- **Exercise description**:
As the answer, give a copy of each line below that includes the word "plate".

- **Source records**:
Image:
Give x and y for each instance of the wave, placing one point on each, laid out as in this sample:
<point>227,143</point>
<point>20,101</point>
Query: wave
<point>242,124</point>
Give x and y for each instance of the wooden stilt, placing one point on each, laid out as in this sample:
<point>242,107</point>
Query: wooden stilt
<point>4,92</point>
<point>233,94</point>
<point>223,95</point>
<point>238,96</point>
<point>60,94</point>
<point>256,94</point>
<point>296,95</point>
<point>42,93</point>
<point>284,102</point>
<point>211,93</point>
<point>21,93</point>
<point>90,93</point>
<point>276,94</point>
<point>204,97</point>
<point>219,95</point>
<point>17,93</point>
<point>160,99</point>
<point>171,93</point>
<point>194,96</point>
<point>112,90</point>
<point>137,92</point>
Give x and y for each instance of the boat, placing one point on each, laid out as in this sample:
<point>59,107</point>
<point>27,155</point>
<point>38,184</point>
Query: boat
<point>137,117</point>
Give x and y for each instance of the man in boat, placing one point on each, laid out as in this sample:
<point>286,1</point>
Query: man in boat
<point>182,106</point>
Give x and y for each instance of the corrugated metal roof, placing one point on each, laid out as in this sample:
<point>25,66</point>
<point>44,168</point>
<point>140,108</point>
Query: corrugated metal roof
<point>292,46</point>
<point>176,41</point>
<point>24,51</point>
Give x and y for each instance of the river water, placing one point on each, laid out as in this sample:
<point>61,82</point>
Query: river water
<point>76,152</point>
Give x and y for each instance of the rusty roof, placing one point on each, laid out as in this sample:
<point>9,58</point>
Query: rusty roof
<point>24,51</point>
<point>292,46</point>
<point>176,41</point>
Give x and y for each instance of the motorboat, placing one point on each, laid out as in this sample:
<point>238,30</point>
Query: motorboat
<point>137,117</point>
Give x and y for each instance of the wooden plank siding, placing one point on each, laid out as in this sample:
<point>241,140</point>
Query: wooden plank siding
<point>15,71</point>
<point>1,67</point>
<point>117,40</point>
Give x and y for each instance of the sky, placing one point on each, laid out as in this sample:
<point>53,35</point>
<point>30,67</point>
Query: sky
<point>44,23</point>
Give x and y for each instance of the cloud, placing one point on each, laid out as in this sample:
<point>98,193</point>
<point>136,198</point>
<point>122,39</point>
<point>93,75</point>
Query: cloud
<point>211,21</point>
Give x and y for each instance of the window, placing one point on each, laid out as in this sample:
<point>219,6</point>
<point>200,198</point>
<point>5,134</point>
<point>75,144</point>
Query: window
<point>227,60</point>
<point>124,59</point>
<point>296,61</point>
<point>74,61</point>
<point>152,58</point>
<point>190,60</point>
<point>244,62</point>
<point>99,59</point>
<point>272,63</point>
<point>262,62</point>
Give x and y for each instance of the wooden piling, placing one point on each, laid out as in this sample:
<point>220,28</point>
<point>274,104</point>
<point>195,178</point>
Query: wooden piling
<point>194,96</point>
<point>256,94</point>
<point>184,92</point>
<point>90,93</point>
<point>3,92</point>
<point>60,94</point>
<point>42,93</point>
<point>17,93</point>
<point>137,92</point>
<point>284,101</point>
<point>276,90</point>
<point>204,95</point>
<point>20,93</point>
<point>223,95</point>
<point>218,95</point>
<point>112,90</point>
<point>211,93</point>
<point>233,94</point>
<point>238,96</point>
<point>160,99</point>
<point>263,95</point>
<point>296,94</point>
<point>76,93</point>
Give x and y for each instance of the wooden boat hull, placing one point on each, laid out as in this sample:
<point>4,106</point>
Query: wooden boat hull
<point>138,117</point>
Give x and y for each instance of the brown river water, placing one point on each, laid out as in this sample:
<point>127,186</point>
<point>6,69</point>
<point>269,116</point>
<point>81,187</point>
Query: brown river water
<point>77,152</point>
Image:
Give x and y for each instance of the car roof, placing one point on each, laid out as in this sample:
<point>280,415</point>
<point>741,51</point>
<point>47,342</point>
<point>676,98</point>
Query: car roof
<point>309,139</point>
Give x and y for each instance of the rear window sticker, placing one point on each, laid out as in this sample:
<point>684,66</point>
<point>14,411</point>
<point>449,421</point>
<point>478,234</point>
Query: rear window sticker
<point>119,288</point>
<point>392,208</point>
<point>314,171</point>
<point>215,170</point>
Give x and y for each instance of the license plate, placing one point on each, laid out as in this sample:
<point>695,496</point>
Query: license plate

- **Answer box**:
Give x and y for each instance of the license plate, placing one point on each, laid out as in this sample:
Query: license plate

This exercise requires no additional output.